▸ **Source data**
***

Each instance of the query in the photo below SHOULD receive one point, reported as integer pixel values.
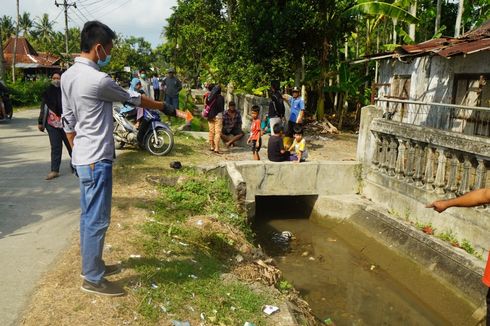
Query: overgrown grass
(181, 272)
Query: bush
(25, 93)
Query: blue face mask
(103, 63)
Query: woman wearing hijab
(50, 120)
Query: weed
(284, 286)
(449, 237)
(181, 272)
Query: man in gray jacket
(87, 97)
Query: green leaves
(375, 8)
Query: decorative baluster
(481, 174)
(452, 182)
(464, 186)
(393, 152)
(429, 169)
(384, 154)
(400, 160)
(441, 172)
(377, 152)
(410, 162)
(419, 155)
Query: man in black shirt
(275, 147)
(276, 105)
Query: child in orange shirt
(255, 133)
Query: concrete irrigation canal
(353, 259)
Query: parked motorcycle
(153, 134)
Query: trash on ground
(269, 310)
(176, 165)
(180, 323)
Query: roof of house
(26, 56)
(474, 41)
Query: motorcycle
(153, 134)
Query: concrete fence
(405, 166)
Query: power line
(66, 5)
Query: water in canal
(347, 276)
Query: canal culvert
(346, 275)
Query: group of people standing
(226, 125)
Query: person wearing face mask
(50, 120)
(145, 84)
(87, 97)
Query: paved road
(37, 217)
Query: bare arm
(471, 199)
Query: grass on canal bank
(185, 248)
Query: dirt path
(58, 297)
(37, 217)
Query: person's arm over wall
(471, 199)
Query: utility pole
(66, 5)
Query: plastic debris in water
(269, 310)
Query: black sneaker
(109, 270)
(104, 288)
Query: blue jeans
(95, 204)
(172, 100)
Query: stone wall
(407, 166)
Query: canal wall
(340, 191)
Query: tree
(459, 17)
(25, 24)
(438, 16)
(7, 27)
(14, 55)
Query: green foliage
(180, 273)
(28, 92)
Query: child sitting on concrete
(255, 133)
(275, 147)
(299, 146)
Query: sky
(140, 18)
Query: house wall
(431, 80)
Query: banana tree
(375, 12)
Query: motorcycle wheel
(119, 144)
(160, 145)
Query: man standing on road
(276, 106)
(87, 97)
(172, 86)
(155, 81)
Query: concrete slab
(37, 217)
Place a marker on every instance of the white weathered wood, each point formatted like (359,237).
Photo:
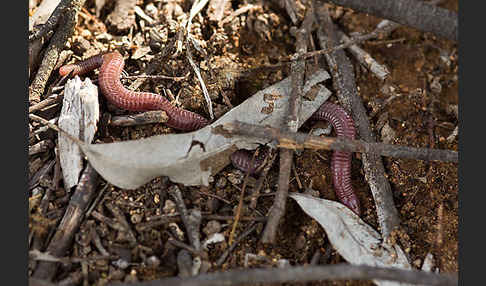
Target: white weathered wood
(79,116)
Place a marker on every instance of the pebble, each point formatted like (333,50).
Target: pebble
(213,226)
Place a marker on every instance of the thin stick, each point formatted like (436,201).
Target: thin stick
(305,274)
(191,223)
(299,140)
(52,22)
(345,85)
(417,14)
(232,246)
(297,68)
(56,45)
(74,215)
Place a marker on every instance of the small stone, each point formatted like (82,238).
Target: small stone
(205,266)
(388,135)
(213,226)
(236,177)
(300,242)
(136,218)
(169,207)
(221,183)
(153,261)
(121,263)
(283,263)
(80,46)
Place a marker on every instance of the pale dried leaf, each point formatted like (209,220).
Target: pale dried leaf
(353,239)
(190,158)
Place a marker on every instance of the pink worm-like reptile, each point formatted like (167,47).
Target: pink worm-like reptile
(109,80)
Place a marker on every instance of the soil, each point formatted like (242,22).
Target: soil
(422,92)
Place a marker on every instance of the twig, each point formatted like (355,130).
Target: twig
(346,91)
(51,23)
(417,14)
(379,31)
(233,245)
(299,140)
(165,219)
(174,78)
(120,217)
(365,58)
(305,274)
(39,174)
(56,45)
(271,155)
(44,256)
(297,69)
(74,215)
(148,117)
(191,222)
(41,147)
(240,200)
(200,79)
(55,98)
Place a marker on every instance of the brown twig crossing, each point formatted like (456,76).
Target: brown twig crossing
(299,140)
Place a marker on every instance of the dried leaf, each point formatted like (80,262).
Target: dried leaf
(190,158)
(353,239)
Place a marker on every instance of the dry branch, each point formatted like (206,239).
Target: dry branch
(74,215)
(51,56)
(345,85)
(299,140)
(417,14)
(156,116)
(297,70)
(305,274)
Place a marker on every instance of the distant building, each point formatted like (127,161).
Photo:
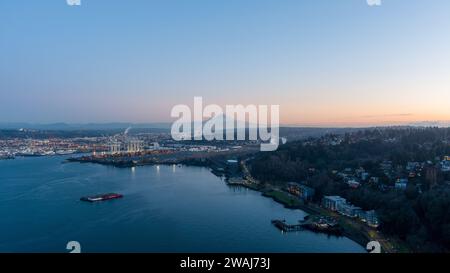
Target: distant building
(232,161)
(365,176)
(370,218)
(302,191)
(401,183)
(353,183)
(349,210)
(333,202)
(431,175)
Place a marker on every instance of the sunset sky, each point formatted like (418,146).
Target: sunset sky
(325,62)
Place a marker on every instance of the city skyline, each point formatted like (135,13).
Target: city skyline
(326,63)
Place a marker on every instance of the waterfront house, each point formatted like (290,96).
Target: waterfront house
(349,210)
(370,218)
(401,183)
(300,190)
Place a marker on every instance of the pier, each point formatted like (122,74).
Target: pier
(283,226)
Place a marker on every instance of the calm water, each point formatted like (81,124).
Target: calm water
(165,209)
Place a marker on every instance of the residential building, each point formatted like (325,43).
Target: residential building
(333,202)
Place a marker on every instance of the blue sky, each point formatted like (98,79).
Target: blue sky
(323,61)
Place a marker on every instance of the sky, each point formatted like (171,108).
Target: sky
(325,62)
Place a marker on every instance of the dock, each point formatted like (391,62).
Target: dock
(285,227)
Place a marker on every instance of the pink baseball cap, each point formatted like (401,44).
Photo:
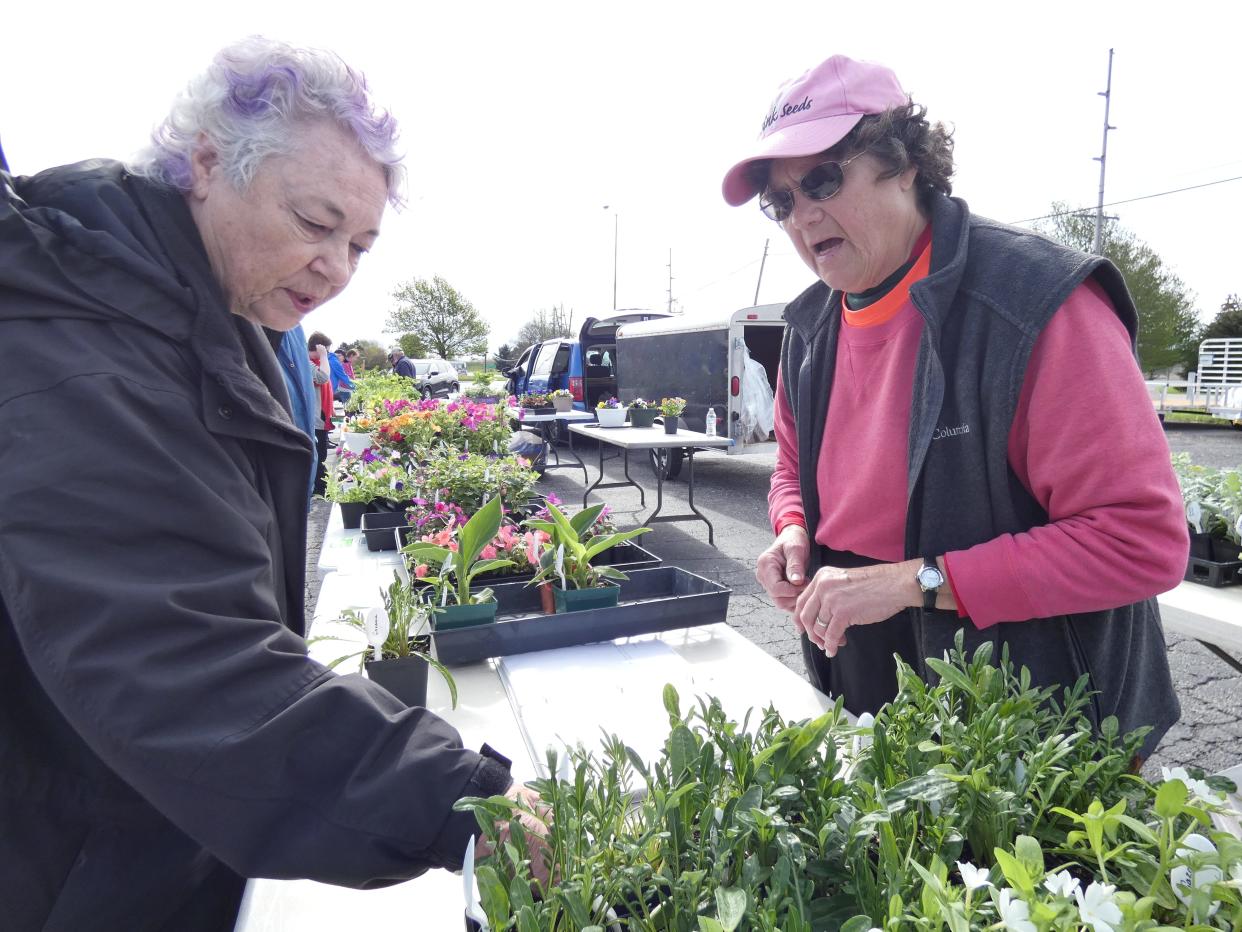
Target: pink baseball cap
(814,112)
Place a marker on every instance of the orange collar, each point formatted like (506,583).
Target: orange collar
(886,308)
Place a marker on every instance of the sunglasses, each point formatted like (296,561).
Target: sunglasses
(820,183)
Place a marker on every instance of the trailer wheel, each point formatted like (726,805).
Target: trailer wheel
(667,464)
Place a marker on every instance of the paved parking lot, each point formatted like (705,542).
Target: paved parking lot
(732,492)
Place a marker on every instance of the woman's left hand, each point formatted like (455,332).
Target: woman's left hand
(837,599)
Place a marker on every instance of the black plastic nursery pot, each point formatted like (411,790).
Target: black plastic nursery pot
(405,677)
(657,599)
(352,513)
(452,616)
(379,527)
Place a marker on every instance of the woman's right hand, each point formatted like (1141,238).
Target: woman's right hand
(781,568)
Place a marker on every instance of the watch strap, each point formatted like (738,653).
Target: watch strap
(930,593)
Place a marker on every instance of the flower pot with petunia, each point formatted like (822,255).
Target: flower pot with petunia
(642,414)
(448,571)
(671,409)
(610,413)
(566,558)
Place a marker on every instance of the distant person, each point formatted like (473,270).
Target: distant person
(303,393)
(321,372)
(401,363)
(342,384)
(934,471)
(163,732)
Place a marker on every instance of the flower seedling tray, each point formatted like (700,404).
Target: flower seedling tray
(656,599)
(625,556)
(379,529)
(1214,573)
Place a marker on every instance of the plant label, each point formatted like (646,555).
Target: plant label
(376,623)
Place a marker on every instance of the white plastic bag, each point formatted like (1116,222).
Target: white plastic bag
(756,404)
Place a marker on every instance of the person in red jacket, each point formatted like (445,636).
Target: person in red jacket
(938,466)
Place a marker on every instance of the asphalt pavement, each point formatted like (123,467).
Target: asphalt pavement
(732,492)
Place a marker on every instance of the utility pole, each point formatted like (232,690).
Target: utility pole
(1107,93)
(761,264)
(670,280)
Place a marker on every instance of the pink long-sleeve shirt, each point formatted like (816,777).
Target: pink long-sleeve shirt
(1086,443)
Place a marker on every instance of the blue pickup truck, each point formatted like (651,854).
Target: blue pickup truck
(588,365)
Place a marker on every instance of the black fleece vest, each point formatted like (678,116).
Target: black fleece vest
(990,293)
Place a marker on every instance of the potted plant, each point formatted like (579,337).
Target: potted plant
(535,403)
(610,413)
(563,400)
(978,802)
(672,409)
(566,557)
(448,571)
(400,646)
(1214,511)
(642,414)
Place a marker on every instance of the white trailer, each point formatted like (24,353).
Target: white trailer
(725,362)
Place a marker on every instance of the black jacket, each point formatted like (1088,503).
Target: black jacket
(163,731)
(990,292)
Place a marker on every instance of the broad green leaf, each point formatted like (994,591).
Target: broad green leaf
(730,906)
(1170,799)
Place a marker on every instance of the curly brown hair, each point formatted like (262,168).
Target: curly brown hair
(899,138)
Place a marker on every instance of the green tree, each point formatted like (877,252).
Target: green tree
(437,315)
(1168,322)
(544,324)
(412,346)
(1227,322)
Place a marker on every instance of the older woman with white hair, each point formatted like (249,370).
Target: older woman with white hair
(939,467)
(163,732)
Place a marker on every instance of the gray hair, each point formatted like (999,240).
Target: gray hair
(251,101)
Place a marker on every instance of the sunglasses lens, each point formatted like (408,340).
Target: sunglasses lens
(776,205)
(822,180)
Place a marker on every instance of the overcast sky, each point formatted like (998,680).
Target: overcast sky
(523,121)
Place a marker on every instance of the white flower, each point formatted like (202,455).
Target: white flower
(973,876)
(1061,884)
(1185,882)
(1197,788)
(1096,907)
(1015,913)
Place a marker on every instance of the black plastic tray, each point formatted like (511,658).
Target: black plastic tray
(656,599)
(1214,573)
(380,528)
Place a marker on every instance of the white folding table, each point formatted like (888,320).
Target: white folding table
(627,438)
(544,423)
(1211,616)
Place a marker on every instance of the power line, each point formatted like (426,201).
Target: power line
(1128,200)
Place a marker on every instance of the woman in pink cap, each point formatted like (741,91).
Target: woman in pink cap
(938,467)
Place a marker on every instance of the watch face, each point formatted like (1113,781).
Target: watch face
(930,578)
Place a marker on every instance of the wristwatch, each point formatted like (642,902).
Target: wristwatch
(929,579)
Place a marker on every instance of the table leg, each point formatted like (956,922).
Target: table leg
(1222,655)
(625,467)
(598,481)
(696,515)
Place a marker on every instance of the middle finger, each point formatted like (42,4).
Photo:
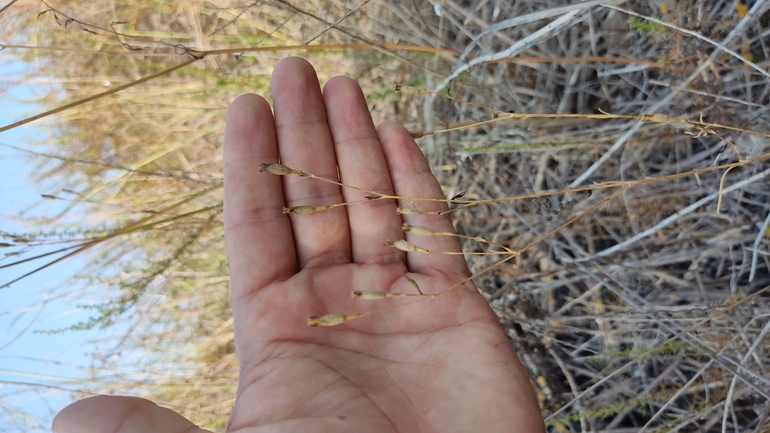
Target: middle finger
(304,143)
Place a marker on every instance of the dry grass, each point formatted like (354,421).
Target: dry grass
(629,185)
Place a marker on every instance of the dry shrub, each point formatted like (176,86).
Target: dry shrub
(640,312)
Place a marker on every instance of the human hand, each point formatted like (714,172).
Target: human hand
(439,366)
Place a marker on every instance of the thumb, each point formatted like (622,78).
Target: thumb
(116,414)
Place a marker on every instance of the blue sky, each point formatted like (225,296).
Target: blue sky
(41,302)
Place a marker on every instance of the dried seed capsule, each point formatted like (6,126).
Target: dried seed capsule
(326,320)
(422,231)
(407,211)
(371,295)
(300,210)
(278,169)
(408,247)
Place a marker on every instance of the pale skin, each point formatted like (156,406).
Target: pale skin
(444,365)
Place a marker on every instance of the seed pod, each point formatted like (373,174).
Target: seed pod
(326,320)
(409,90)
(408,247)
(300,210)
(407,211)
(371,295)
(278,169)
(422,231)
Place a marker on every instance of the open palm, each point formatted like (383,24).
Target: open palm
(439,366)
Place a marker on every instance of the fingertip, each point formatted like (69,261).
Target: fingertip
(343,84)
(400,148)
(295,76)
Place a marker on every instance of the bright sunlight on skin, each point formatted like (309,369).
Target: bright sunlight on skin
(439,366)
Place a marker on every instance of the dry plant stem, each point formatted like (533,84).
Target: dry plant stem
(653,350)
(125,230)
(199,55)
(424,231)
(334,319)
(695,35)
(755,254)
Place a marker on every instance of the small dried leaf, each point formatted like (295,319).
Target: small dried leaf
(326,320)
(371,295)
(278,169)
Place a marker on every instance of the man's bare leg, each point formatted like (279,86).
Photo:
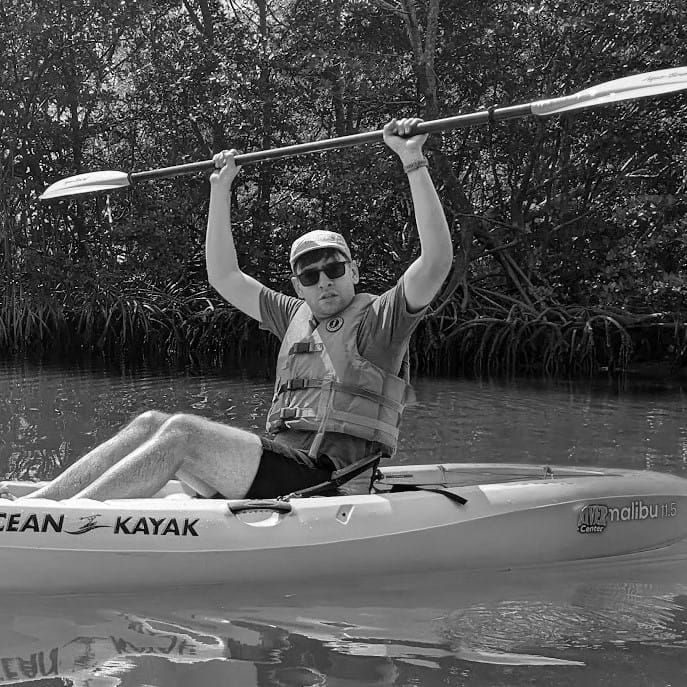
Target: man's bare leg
(100,459)
(223,457)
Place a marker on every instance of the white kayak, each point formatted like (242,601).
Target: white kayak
(513,516)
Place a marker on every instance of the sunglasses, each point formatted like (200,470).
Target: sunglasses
(333,270)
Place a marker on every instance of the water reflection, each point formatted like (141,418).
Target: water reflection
(50,416)
(478,631)
(626,627)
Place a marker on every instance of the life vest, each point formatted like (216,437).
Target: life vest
(323,384)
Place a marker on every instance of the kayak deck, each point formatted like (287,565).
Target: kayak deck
(514,516)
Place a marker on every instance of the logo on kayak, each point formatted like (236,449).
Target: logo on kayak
(595,517)
(34,522)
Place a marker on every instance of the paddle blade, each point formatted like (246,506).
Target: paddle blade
(627,88)
(86,183)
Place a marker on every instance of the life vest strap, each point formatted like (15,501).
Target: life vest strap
(340,477)
(299,383)
(296,413)
(306,347)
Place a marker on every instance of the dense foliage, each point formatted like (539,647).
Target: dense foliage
(570,233)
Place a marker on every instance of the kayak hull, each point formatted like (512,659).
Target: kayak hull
(521,516)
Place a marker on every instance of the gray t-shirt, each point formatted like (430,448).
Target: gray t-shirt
(382,339)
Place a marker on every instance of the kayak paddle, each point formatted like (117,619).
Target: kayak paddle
(627,88)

***

▸ **About this task**
Copy verbatim the span of lines that begins with the line holding "Place a marker on every instance of the kayak hull, each" and ends at the last line of the records.

▸ **Exercise solution**
Place a marker on every instance of the kayak hull, each point formatted like (512,659).
Target: kayak hull
(521,516)
Place a marker on every instance of the gray t-shirt, each point formatted like (430,448).
Target: gray t-shirt
(382,339)
Place a marker on every instance of the kayak paddle, each point formatted like (117,619).
Target: kayak paddle
(627,88)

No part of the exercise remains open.